>> Start GIVEN PASSAGE
From: NeilBrown <neilb@suse.de>
To: Namhyung Kim <namhyung@gmail.com>
Cc: linux-raid@vger.kernel.org
Subject: Re: [md PATCH 09/36] md: make it easier to wait for bad blocks to be acknowledged.
Date: Wed, 27 Jul 2011 11:18:22 +1000 [thread overview]
Message-ID: <20110727111822.518dae92@notabene.brown> (raw)
In-Reply-To: <87livldo5c.fsf@gmail.com>
On Wed, 27 Jul 2011 01:04:15 +0900 Namhyung Kim <namhyung@gmail.com> wrote:
> NeilBrown <neilb@suse.de> writes:
>
> > It is only safe to choose not to write to a bad block if that bad
> > block is safely recorded in metadata - i.e. if it has been
> > 'acknowledged'.
> >
> > If it hasn't we need to wait for the acknowledgement.
> >
> > We support that using rdev->blocked wait and
> > md_wait_for_blocked_rdev by introducing a new device flag
> > 'BlockedBadBlock'.
> >
> > This flag is only advisory.
> > It is cleared whenever we acknowledge a bad block, so that a waiter
> > can re-check the particular bad blocks that it is interested it.
> >
> > It should be set by a caller when they find they need to wait.
> > This (set after test) is inherently racy, but as
> > md_wait_for_blocked_rdev already has a timeout, losing the race will
> > have minimal impact.
> >
> > When we clear "Blocked" was also clear "BlockedBadBlocks" incase it
> > was set incorrectly (see above race).
> >
> > We also modify the way we manage 'Blocked' to fit better with the new
> > handling of 'BlockedBadBlocks' and to make it consistent between
> > externally managed and internally managed metadata. This requires
> > that each raidXd loop checks if the metadata needs to be written and
> > triggers a write (md_check_recovery) if needed. Otherwise a queued
> > write request might cause raidXd to wait for the metadata to write,
> > and only that thread can write it.
> >
> > Before writing metadata, we set FaultRecorded for all devices that
> > are Faulty, then after writing the metadata we clear Blocked for any
> > device for which the Fault was certainly Recorded.
> >
> > The 'faulty' device flag now appears in sysfs if the device is faulty
> > *or* it has unacknowledged bad blocks. So user-space which does not
> > understand bad blocks can continue to function correctly.
> > User space which does, should not assume a device is faulty until it
> > sees the 'faulty' flag, and then sees the list of unacknowledged bad
> > blocks is empty.
> >
> > Signed-off-by: NeilBrown <neilb@suse.de>
>
> Probably you also need this patch:
>
> >From 76320c4fdaed91f26a083a9337bb5a5503300e0e Mon Sep 17 00:00:00 2001
> From: Namhyung Kim <namhyung@gmail.com>
> Date: Wed, 27 Jul 2011 00:59:26 +0900
> Subject: [PATCH] md: update documentation for md/rdev/state sysfs interface
>
> Previous patches in the bad block series extended behavior of
> rdev's 'state' interface but lacked documentation update.
> Fix it.
>> End GIVEN PASSAGE
>> Start EXTRACTED DATA
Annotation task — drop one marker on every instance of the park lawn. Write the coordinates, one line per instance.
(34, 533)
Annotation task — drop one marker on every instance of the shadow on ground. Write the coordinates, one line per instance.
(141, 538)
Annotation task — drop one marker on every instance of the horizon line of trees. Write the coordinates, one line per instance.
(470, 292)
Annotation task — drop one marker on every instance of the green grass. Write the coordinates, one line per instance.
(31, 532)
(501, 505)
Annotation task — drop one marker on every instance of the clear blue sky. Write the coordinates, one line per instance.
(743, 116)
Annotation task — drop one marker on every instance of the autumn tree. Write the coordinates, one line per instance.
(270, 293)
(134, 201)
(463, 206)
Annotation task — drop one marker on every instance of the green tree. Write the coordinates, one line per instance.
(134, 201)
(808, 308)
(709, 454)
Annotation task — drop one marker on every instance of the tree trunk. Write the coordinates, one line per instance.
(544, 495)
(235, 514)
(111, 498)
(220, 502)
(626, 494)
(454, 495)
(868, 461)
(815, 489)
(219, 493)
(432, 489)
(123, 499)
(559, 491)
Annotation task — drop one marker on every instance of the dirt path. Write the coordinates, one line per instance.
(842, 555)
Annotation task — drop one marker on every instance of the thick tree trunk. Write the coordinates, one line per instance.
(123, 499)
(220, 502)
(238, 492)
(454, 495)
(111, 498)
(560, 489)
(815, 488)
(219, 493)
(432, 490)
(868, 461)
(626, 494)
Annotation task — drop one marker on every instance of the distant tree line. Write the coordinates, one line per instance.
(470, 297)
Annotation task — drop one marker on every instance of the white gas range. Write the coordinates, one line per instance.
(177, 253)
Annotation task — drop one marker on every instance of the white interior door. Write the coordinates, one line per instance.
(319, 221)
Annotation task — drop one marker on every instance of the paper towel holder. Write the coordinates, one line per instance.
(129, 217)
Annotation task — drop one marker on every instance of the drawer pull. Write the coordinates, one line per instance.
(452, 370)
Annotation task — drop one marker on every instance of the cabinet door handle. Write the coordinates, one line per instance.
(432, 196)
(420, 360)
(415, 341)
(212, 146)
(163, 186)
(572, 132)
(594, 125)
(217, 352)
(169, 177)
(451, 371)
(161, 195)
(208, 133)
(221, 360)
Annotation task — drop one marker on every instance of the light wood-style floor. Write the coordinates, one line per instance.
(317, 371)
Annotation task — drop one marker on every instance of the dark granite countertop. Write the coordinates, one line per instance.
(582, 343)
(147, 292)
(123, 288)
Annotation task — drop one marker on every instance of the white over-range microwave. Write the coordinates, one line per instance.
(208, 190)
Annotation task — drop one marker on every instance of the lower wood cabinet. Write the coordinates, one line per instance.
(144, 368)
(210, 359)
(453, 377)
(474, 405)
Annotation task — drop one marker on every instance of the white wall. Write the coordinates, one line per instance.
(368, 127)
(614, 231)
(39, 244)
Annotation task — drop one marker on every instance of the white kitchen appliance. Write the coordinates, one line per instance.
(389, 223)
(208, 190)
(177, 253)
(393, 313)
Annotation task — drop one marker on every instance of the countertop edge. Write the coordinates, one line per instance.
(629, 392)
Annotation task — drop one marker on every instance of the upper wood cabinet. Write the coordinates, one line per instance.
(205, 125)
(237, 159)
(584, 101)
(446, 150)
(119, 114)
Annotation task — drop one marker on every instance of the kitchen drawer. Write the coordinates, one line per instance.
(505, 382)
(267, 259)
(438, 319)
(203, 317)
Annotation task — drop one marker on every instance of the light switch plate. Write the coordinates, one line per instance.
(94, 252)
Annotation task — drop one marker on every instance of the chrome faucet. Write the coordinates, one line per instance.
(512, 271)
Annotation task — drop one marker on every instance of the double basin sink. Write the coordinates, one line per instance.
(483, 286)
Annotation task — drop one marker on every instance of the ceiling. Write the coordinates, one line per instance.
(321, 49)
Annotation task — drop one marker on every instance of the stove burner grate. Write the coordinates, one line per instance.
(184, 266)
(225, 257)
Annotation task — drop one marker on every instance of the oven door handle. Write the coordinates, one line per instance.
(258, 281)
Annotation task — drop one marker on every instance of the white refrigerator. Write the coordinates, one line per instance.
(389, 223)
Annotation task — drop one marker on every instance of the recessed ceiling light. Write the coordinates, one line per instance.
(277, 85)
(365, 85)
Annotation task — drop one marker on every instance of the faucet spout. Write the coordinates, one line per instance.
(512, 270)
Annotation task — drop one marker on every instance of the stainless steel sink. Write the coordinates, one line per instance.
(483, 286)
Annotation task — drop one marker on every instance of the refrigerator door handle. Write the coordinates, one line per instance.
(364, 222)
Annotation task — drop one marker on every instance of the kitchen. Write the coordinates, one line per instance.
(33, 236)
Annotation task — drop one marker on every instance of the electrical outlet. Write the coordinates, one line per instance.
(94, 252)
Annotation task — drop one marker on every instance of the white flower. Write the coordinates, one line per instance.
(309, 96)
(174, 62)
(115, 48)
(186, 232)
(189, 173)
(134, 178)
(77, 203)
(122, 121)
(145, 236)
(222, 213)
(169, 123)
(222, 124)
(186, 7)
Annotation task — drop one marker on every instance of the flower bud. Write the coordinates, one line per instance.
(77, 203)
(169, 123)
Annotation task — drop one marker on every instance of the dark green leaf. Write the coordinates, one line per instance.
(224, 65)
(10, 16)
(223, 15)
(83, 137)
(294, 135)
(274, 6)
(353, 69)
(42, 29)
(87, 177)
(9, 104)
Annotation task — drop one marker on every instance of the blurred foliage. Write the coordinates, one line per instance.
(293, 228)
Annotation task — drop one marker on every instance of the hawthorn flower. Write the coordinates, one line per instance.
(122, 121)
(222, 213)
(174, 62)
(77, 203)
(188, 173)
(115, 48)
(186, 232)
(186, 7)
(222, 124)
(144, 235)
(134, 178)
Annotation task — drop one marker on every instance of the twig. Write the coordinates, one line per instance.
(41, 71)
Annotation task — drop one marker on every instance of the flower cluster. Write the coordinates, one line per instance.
>> End EXTRACTED DATA
→ **PARTS OF THE EXERCISE**
A) According to the mailing-list message, why does losing the race in setting the 'BlockedBadBlock' flag after the test have only minimal impact?
B) Reproduce the part of the mailing-list message starting at "Date: Wed, 27 Jul 2011 11:18:22" and ending at "for the acknowledgement.".

→ **RESPONSES IN ORDER**
A) Losing the race has minimal impact because md_wait_for_blocked_rdev already has a timeout.

B)
Date: Wed, 27 Jul 2011 11:18:22 +1000 [thread overview]
Message-ID: <20110727111822.518dae92@notabene.brown> (raw)
In-Reply-To: <87livldo5c.fsf@gmail.com>
On Wed, 27 Jul 2011 01:04:15 +0900 Namhyung Kim <namhyung@gmail.com> wrote:
> NeilBrown <neilb@suse.de> writes:
>
> > It is only safe to choose not to write to a bad block if that bad
> > block is safely recorded in metadata - i.e. if it has been
> > 'acknowledged'.
> >
> > If it hasn't we need to wait for the acknowledgement.